# Goal
Please rewrite all of the data below, substituting "dot" for every "marker" and leaving everything else unchanged.

# Information supplied
-- Begin --
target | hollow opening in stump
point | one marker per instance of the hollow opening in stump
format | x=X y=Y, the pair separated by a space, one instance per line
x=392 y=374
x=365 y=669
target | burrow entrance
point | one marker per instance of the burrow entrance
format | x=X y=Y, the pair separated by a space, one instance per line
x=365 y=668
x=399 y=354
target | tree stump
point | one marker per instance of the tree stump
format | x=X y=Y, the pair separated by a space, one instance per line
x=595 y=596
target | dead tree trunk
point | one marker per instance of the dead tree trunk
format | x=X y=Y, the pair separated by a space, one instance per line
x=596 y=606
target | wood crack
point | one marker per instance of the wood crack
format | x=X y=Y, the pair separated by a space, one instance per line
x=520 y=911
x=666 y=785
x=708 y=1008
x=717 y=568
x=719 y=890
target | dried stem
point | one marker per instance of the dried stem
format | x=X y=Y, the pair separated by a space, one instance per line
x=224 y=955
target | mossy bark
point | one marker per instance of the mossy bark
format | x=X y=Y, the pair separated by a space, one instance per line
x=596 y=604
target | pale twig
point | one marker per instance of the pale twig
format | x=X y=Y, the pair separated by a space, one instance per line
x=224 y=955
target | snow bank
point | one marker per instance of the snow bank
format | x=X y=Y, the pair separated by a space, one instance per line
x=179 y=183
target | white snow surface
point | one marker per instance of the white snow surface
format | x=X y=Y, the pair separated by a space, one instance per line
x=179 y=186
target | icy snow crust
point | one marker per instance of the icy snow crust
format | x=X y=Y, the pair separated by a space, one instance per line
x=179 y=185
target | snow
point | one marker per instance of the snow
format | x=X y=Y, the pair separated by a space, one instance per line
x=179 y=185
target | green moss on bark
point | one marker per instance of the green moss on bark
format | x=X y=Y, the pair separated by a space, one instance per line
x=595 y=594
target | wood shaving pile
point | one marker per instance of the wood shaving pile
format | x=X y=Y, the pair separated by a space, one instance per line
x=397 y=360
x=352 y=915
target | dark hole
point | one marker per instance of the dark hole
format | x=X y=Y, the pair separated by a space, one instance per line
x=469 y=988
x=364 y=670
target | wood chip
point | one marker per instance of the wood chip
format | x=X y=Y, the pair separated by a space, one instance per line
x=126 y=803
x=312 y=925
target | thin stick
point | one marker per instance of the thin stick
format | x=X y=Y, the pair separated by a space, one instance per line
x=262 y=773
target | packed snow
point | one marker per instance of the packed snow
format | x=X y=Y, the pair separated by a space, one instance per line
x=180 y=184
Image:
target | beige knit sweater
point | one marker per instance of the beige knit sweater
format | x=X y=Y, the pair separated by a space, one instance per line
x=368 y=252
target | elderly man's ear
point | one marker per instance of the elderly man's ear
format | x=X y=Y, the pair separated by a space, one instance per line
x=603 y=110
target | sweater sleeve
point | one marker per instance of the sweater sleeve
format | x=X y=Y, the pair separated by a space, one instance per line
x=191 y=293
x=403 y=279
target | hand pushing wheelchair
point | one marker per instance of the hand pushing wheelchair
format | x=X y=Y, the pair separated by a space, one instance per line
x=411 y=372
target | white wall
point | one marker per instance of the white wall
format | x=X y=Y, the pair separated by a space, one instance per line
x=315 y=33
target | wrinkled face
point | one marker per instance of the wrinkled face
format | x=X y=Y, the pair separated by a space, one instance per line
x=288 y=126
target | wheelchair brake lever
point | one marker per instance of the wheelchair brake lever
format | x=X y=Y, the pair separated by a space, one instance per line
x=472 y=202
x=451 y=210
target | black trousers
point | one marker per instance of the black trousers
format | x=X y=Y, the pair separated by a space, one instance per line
-- End --
# Answer in full
target | hollow opening in stump
point | one dot per instance of the hollow opening in stump
format | x=X y=Y, the pair separated by a space, one instance per line
x=392 y=374
x=365 y=669
target | burrow entrance
point | one dot per instance of the burrow entrance
format | x=X y=Y, the pair separated by a space, one instance per line
x=365 y=668
x=399 y=354
target | tree stump
point | one dot per instance of the tree stump
format | x=X y=Y, the pair separated by a space, one instance per line
x=595 y=596
target | dead tree trunk
point | one dot per instance of the dead tree trunk
format | x=X y=Y, the pair separated by a space, one instance per line
x=596 y=606
target | wood crack
point | one dot per instance of the wood crack
format | x=X y=Y, the pair separated by a space, one instance per line
x=520 y=911
x=666 y=785
x=708 y=1008
x=717 y=568
x=719 y=890
target | dried stem
point | one dot per instance of the dried stem
format | x=X y=Y, the pair separated by a space, one instance per line
x=224 y=955
target | mossy bark
point | one dot per instance of the mossy bark
format | x=X y=Y, the pair separated by a space, one instance per line
x=596 y=604
target | pale twig
point | one dot per instance of the pale twig
format | x=X y=Y, the pair separated by a space, one instance per line
x=224 y=955
target | snow bank
point | one dot per instance of the snow bank
format | x=X y=Y, the pair separated by a space, one instance per line
x=179 y=183
target | white snow surface
point | one dot per instance of the white snow surface
format | x=X y=Y, the pair separated by a space, one instance per line
x=179 y=186
target | icy snow crust
point | one dot per instance of the icy snow crust
format | x=X y=Y, the pair separated by a space, one instance per line
x=179 y=185
target | snow
point | one dot per instance of the snow
format | x=X y=Y, the pair separated by a space, one instance per line
x=179 y=185
target | green moss on bark
point | one dot per instance of the green moss on bark
format | x=X y=Y, the pair separated by a space, one instance per line
x=595 y=594
target | wood shaving pile
point | one dot per instance of the wood shaving pile
format | x=X y=Y, the pair separated by a space, one instance per line
x=397 y=360
x=352 y=915
target | dark hole
point | one dot per instance of the dark hole
format | x=X y=Y, the pair separated by a space, one instance per line
x=469 y=988
x=364 y=670
target | wood chip
point | one dot per instance of the wood chip
format | x=X y=Y, the pair separated by a space, one instance per line
x=126 y=803
x=312 y=925
target | thin stick
point | one dot per instance of the thin stick
format | x=X y=Y, the pair separated by a space, one instance per line
x=262 y=773
target | packed snow
point | one dot per instance of the packed snow
format | x=X y=Y, the pair separated by a space, one instance per line
x=180 y=184
Image:
target | beige knit sweater
point | one dot per instance of the beige knit sweater
format | x=X y=Y, the pair separated by a space, one instance per line
x=368 y=252
target | elderly man's ear
point | one dot per instance of the elderly man's ear
format | x=X y=Y, the pair separated by a space, one instance per line
x=603 y=110
target | sweater sleeve
point | one dot per instance of the sweater sleeve
format | x=X y=Y, the pair separated by a space, one instance per line
x=191 y=293
x=403 y=279
target | hand pushing wheelchair
point | one dot per instance of the hand pushing wheelchair
format | x=X y=Y, the pair separated by a space, one instance per line
x=411 y=372
target | white wall
point | one dot per instance of the white wall
format | x=X y=Y, the pair separated by a space, one instance per line
x=315 y=33
target | wrinkled face
point | one dot per instance of the wrinkled face
format | x=X y=Y, the pair separated by a space, one instance per line
x=288 y=126
target | wheelchair brake lever
point | one dot per instance of the wheelchair brake lever
format | x=X y=Y, the pair separated by a space, one instance per line
x=472 y=202
x=451 y=210
target | black trousers
point | one dot per instance of the black trousers
format | x=X y=Y, the pair separated by a space, one instance per line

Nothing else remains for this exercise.